* **Source passage**
** BEGIN **
Club Cricket Conference

Tuesday, 28th September 2021

Grounds for Change

By Richard Edwards

26 April 2021

To borrow a cricket analogy, there used to be clear boundaries between a season ending in one sport and beginning in another.

Increasingly, though, that’s no longer the case, particularly when it comes to 2021 and the encroachment of the football season into almost unchartered territory.

Writing from personal experience, I’m now attempting to juggle cricket and football commitments for junior sides un both sports until the final weekend in June, which is a sentence I hadn’t anticipated writing until sport was given the all-clear to recommence at the tail-end of March.

The problem isn’t limited to junior cricket, with local authorities likely to come under significant pressure to prioritise the preparation of surfaces for one sport over another for the next two or three months.
** END **
* **Set of tasks**
(a) Answer these questions about the article on the cricket and football seasons:
(i) Who wrote it?
(ii) Until when is the writer juggling junior commitments in both sports?
(iii) For how long are local authorities likely to face pressure over surface preparation?
(b) In the article on the cricket and football seasons, write out the part starting at "Increasingly, though, that’s" and ending at "tail-end of March.", substituting "balance" for "juggle".
(c) Proceed with the article on the overlapping cricket and football seasons from the point where it stops.
The lines that come next are drawn from a separate source.

* **Data extracted from a collection**
** BEGIN **
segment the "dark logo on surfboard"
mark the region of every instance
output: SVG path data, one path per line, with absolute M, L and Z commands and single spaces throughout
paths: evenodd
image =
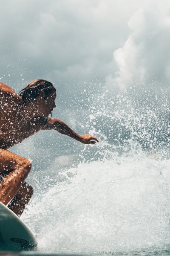
M 29 241 L 26 240 L 24 239 L 21 239 L 20 238 L 11 238 L 10 240 L 14 242 L 20 244 L 20 245 L 23 248 L 30 248 L 31 247 L 34 247 L 36 246 L 36 245 L 33 244 Z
** END **
* **Responses for each task**
(a)
(i) Richard Edwards
(ii) Until the final weekend in June
(iii) For the next two or three months

(b)
Increasingly, though, that’s no longer the case, particularly when it comes to 2021 and the encroachment of the football season into almost unchartered territory.

Writing from personal experience, I’m now attempting to balance cricket and football commitments for junior sides un both sports until the final weekend in June, which is a sentence I hadn’t anticipated writing until sport was given the all-clear to recommence at the tail-end of March.

(c)
In areas where the majority of cricket grounds are privately owned, the issue may primarily be one of individual availability rather than pitch preparation but as Gulfraz Riaz, chairman of the National Asian Cricket Council explains, that won’t the case everywhere.

“The authorities that prepare a lot of the municipal grounds are under an awful lot of pressure,” he says. “One element of the sporting community is saying these are cricket pitches, while the other wants football to continue.

“It’s a bizarre one. We’re going to have some of the longest established South Asian park leagues getting underway, but the goalposts are still up, they’re staying up for longer than they usually would do, and cricket is going to have to be played while that’s the case.

“It’s also the case that in the vast majority of cases, the squares are still very much open for the public to play football on. If you’re looking for a flat piece of grass for a kickaround, then a cricket square, unfortunately, is pretty much perfect.”

That will do little to help the quality of the playing surfaces while the two seasons continue in tandem, although the weather is playing its part in ensuring that cricket, rather than football, is still front and centre of many sporting minds.

“We haven’t heard of any issues over availability, although that may change once the season gets underway,” says Jim Ley, head of youth cricket at Sparsholt, a small village on the outskirts of Winchester.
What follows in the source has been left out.